Records from a dataset:
================
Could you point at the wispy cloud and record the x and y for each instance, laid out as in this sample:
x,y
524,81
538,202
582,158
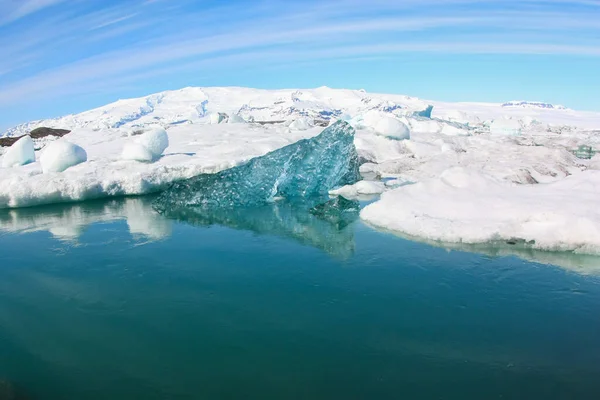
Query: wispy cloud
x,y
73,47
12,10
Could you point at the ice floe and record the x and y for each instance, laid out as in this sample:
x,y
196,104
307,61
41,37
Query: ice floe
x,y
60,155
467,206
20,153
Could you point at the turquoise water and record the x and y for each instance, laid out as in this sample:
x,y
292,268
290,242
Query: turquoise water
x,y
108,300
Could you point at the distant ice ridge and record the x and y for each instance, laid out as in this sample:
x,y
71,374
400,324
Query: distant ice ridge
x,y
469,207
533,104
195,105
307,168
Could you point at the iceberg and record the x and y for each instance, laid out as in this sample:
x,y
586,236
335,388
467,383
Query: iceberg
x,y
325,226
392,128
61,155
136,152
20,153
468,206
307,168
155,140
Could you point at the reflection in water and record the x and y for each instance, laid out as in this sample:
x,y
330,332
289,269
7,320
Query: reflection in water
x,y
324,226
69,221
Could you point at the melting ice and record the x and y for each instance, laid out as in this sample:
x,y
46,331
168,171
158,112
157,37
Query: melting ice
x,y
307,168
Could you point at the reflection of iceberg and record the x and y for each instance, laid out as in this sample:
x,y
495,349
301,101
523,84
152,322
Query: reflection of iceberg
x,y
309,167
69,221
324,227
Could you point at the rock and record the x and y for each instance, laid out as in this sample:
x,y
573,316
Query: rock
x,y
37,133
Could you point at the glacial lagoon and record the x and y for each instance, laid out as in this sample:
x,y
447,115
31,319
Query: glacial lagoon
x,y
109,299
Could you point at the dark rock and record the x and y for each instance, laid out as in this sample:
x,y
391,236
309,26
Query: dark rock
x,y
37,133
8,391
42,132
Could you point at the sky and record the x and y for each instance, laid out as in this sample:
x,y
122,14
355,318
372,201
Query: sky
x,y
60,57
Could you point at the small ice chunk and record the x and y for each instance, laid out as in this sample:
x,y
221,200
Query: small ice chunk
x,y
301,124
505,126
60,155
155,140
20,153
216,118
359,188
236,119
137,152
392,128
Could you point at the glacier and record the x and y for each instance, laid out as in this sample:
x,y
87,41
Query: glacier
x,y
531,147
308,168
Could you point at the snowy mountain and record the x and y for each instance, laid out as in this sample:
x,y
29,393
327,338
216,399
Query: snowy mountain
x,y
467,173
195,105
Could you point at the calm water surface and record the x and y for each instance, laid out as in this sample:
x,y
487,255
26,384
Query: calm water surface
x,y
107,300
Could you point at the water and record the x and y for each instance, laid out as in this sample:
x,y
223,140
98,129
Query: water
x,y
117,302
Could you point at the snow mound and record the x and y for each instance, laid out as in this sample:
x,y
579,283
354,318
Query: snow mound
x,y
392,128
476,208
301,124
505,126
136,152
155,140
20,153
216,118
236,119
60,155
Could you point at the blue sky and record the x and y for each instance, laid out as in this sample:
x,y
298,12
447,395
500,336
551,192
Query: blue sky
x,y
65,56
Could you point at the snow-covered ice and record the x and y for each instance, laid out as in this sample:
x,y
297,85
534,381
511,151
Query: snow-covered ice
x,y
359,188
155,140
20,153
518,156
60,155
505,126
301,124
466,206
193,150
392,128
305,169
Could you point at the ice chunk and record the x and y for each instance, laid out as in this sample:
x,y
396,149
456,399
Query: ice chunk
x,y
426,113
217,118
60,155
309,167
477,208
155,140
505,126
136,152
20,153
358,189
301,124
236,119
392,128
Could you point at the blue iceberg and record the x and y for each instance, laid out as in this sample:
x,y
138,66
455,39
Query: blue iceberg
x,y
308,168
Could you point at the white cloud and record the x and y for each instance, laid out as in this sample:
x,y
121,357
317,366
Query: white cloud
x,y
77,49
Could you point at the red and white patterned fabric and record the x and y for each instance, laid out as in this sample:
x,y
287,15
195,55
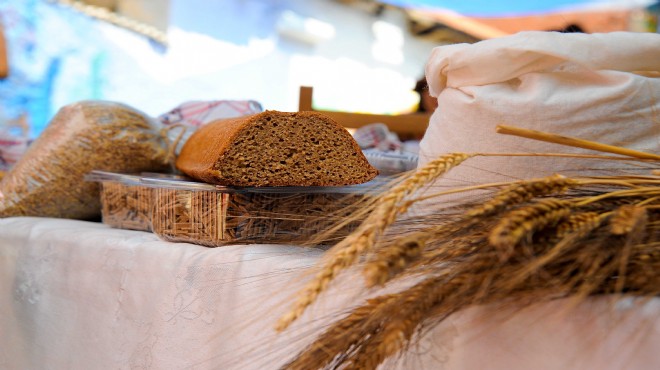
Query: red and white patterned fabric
================
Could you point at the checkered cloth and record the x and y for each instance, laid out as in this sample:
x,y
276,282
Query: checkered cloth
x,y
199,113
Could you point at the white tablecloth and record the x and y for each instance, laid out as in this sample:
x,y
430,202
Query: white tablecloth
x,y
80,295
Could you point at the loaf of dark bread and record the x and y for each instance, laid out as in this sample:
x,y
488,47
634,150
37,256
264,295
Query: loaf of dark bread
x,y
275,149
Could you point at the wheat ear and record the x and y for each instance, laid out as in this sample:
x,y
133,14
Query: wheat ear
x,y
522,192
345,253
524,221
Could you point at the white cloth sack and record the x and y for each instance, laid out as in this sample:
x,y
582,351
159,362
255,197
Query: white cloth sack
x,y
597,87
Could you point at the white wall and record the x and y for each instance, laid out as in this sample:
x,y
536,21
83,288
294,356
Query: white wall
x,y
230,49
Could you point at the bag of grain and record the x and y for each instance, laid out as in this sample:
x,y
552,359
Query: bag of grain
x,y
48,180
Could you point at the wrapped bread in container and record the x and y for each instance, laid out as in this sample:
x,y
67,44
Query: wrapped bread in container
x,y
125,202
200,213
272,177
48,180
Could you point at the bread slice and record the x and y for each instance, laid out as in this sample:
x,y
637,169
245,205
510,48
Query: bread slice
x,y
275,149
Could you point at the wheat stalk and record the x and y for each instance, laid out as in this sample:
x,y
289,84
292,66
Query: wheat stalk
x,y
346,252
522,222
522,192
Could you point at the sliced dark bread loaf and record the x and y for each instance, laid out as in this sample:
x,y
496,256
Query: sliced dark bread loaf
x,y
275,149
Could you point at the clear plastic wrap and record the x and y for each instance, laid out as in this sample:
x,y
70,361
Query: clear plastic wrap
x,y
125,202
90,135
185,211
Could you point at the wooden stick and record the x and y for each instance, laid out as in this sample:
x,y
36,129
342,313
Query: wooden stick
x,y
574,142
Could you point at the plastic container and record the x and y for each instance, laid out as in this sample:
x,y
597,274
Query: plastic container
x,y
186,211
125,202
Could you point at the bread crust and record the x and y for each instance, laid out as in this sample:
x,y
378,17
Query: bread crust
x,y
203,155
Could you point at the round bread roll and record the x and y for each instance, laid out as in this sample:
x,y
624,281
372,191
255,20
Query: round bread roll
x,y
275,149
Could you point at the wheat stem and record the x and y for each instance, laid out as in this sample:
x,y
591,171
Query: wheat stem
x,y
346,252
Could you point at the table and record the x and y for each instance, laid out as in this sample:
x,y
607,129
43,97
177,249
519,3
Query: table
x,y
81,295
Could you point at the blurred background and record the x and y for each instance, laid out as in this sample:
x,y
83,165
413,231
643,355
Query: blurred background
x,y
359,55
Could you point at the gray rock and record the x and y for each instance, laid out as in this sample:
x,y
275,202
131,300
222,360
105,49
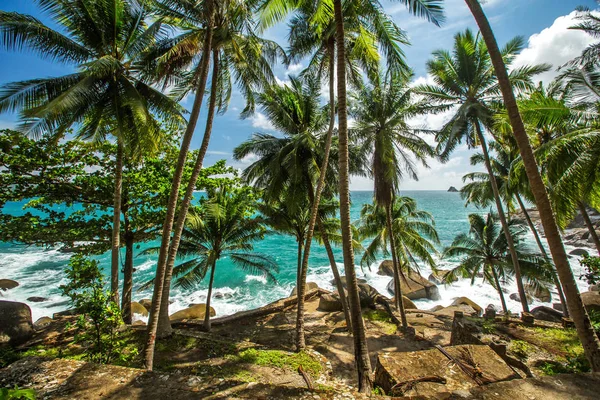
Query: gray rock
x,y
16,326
================
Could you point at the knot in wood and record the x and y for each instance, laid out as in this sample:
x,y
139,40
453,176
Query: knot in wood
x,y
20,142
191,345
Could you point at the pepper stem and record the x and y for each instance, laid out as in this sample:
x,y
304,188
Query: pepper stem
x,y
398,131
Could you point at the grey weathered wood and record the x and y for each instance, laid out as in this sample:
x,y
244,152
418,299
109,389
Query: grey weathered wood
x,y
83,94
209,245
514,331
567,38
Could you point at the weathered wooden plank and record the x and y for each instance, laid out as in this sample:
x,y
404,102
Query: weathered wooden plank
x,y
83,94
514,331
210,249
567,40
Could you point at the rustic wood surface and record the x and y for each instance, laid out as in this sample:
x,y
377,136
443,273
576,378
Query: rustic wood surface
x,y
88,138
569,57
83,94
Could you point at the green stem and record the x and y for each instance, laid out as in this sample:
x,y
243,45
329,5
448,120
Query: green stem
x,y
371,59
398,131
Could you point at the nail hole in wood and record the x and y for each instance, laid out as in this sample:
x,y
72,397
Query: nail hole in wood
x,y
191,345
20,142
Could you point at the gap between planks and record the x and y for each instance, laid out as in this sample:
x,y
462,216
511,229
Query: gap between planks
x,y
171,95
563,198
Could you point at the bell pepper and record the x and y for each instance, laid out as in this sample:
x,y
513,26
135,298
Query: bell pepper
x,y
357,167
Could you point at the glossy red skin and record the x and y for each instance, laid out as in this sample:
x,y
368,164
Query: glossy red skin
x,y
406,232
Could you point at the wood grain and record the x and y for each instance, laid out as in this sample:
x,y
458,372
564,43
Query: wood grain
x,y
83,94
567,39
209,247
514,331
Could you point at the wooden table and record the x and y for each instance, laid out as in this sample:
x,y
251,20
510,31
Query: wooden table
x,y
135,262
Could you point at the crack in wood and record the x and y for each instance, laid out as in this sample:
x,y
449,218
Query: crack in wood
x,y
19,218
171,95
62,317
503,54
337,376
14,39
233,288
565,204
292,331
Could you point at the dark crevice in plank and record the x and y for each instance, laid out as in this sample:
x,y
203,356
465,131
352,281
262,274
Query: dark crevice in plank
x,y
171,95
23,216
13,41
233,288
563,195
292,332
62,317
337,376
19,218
================
■ GOAL OF THE EXERCISE ■
The word "fabric" appears in how many lines of the data? Answer with only the number.

■ RESPONSE AREA ■
2